[TASK DESCRIPTION] According to the text about Claude Ake, from which university did he receive his Ph.D., and in what year?

[TEXT PROVIDED]
=== Section Start ===

Claude Ake (18 February 1939– 7 November 1996) was a Nigerian political scientist. Ake (pronounced AH-kay) died on flight 86 between Port Harcourt and Lagos in Nigeria. He gained a Ph.D. from Columbia University in 1966 and during his life he held various academic positions at institutions around the world, including Yale University (United States), University of Nairobi (Kenya), University of Dar Salaam (Tanzania) and University of Port Harcourt (Nigeria). He was active in Nigerian politics and is well known for his work in studies of development and democracy, his overriding concern being Africa. His permanent home was in Port Harcourt. His survivors included his wife, Anita, and three sons: Mela, Ibra & Brieri, all of whom live in Rivers State.
Ake was also a critic of corruption and authoritarian rule in Africa. He wrote in 1985, in an essay on the African state: "Power is everything, and those who control the coercive resources use it freely to promote their interests." George Bond, the director of the Institute of African Studies at Columbia University's School of International Public Affairs, said: "He was one of the pre-eminent scholars on African politics and a scholar-activist concerned with the development of Africa. His concern was primarily with the average African and how to improve the nature of his conditions."

=== Section End ===

[EXTRACTED ENTRIES]
=== Section Start ===

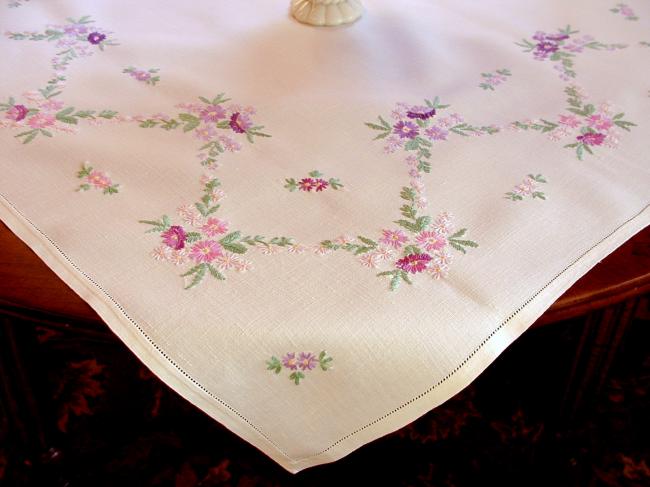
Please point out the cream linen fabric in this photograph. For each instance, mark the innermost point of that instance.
(396, 354)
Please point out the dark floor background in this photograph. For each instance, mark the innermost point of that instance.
(79, 410)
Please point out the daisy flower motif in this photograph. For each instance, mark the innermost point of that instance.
(394, 238)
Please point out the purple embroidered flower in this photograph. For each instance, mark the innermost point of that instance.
(591, 138)
(414, 263)
(406, 130)
(17, 113)
(307, 361)
(96, 38)
(240, 123)
(213, 113)
(306, 184)
(545, 48)
(557, 37)
(174, 237)
(421, 113)
(289, 361)
(320, 184)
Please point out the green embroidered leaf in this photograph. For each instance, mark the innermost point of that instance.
(274, 364)
(199, 274)
(235, 248)
(215, 273)
(296, 377)
(230, 238)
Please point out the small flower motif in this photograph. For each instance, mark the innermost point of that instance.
(205, 251)
(406, 130)
(174, 237)
(414, 263)
(16, 113)
(214, 227)
(96, 38)
(393, 238)
(591, 138)
(431, 241)
(240, 123)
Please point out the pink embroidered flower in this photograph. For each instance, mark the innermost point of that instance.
(307, 361)
(213, 113)
(174, 237)
(240, 123)
(289, 361)
(414, 263)
(406, 130)
(599, 122)
(16, 113)
(306, 184)
(99, 179)
(41, 120)
(96, 38)
(436, 133)
(214, 227)
(431, 241)
(205, 251)
(369, 260)
(570, 121)
(320, 184)
(394, 238)
(205, 133)
(591, 138)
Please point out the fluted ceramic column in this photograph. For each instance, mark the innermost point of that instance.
(326, 12)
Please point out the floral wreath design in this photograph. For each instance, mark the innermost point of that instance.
(314, 182)
(561, 48)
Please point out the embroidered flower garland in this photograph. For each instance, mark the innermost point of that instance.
(561, 48)
(586, 125)
(528, 187)
(490, 80)
(314, 182)
(96, 179)
(149, 76)
(298, 365)
(209, 245)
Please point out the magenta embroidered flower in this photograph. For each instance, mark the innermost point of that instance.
(205, 251)
(600, 122)
(414, 263)
(306, 184)
(591, 138)
(99, 179)
(436, 133)
(406, 130)
(394, 238)
(431, 241)
(212, 113)
(174, 237)
(17, 113)
(307, 361)
(214, 227)
(96, 38)
(421, 113)
(320, 184)
(240, 123)
(41, 120)
(289, 361)
(570, 121)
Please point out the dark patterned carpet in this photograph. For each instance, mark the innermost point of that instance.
(98, 418)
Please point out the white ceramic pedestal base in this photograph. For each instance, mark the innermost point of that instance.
(326, 12)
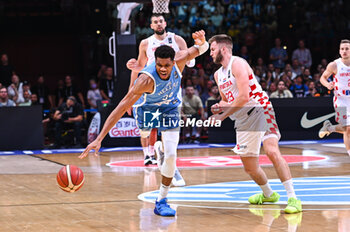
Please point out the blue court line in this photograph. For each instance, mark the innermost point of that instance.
(181, 146)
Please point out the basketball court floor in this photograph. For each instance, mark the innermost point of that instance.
(118, 191)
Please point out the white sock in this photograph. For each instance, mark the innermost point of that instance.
(151, 150)
(163, 192)
(266, 188)
(288, 185)
(331, 128)
(145, 151)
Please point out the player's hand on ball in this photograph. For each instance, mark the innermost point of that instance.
(95, 145)
(216, 108)
(199, 37)
(132, 64)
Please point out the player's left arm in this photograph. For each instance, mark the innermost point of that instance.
(240, 71)
(200, 47)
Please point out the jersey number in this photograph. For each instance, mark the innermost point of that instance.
(229, 96)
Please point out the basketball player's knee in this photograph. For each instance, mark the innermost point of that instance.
(347, 130)
(169, 165)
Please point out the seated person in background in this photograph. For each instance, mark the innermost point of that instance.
(281, 92)
(4, 99)
(26, 99)
(69, 114)
(191, 105)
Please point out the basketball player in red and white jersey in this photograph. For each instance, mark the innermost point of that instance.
(146, 57)
(340, 69)
(244, 101)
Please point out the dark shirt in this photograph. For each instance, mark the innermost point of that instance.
(6, 72)
(70, 91)
(43, 93)
(70, 112)
(107, 86)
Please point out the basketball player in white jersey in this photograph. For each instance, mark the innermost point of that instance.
(146, 57)
(244, 101)
(340, 69)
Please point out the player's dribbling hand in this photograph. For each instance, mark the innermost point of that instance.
(199, 37)
(95, 145)
(216, 108)
(132, 64)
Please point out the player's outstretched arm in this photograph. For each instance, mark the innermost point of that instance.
(330, 70)
(144, 85)
(200, 47)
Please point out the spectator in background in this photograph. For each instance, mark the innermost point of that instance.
(15, 90)
(260, 65)
(281, 91)
(278, 55)
(26, 99)
(303, 55)
(191, 106)
(43, 93)
(107, 85)
(4, 100)
(244, 54)
(34, 99)
(102, 72)
(69, 114)
(299, 89)
(312, 91)
(71, 90)
(6, 70)
(93, 94)
(272, 88)
(59, 92)
(289, 72)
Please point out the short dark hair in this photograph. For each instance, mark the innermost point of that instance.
(222, 38)
(164, 52)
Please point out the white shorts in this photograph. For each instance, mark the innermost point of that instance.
(342, 110)
(254, 129)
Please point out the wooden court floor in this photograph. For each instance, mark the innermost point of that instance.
(30, 199)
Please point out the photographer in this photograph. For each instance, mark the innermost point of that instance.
(68, 115)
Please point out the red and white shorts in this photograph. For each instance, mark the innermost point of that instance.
(253, 129)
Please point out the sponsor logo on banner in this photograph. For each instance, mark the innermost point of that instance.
(125, 127)
(94, 128)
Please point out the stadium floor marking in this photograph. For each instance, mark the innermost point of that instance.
(181, 146)
(321, 191)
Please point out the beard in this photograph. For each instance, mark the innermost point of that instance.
(219, 58)
(159, 32)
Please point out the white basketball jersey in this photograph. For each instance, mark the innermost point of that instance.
(227, 85)
(342, 79)
(154, 43)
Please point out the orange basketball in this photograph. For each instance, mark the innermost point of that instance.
(70, 178)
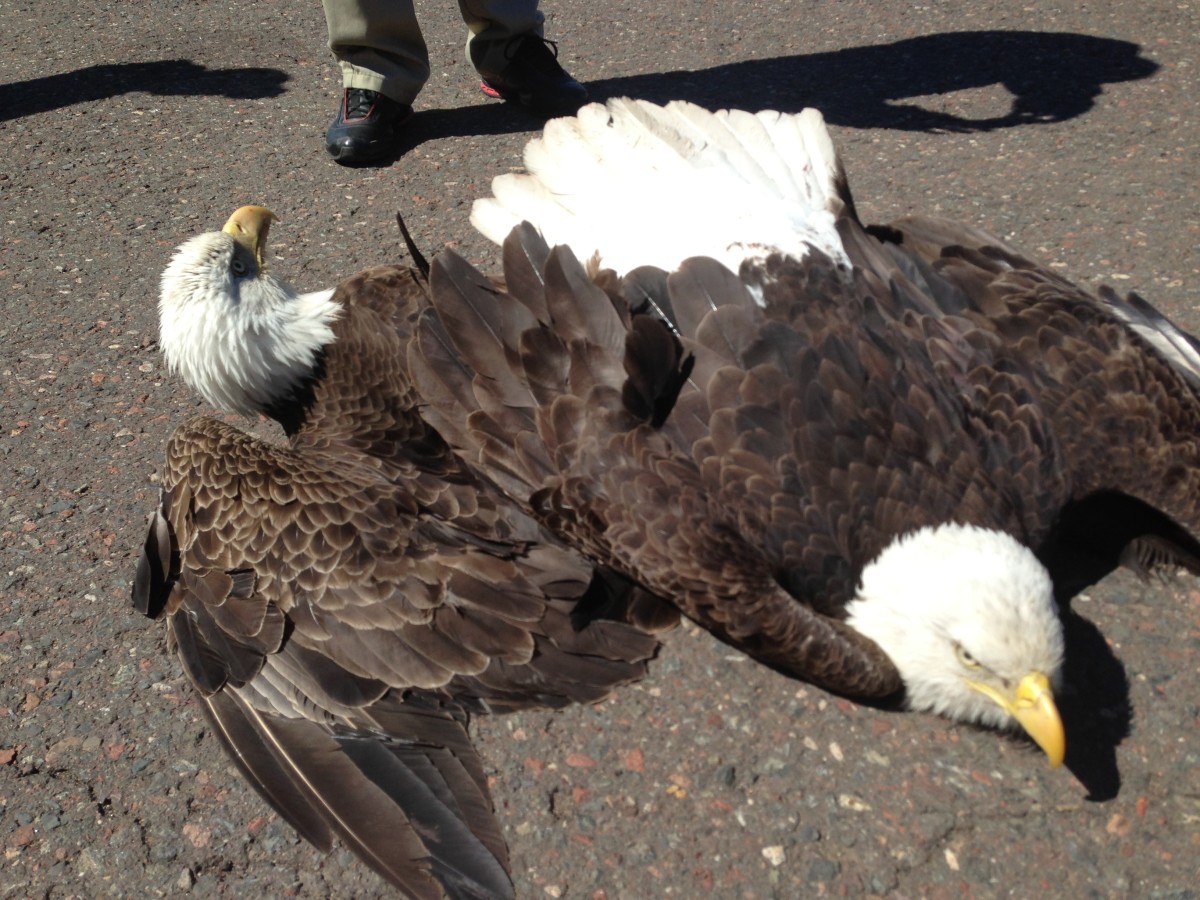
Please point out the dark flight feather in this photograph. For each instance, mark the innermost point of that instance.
(345, 601)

=== Section End ===

[EXERCISE SOLUTION] Columbia University, in 1966.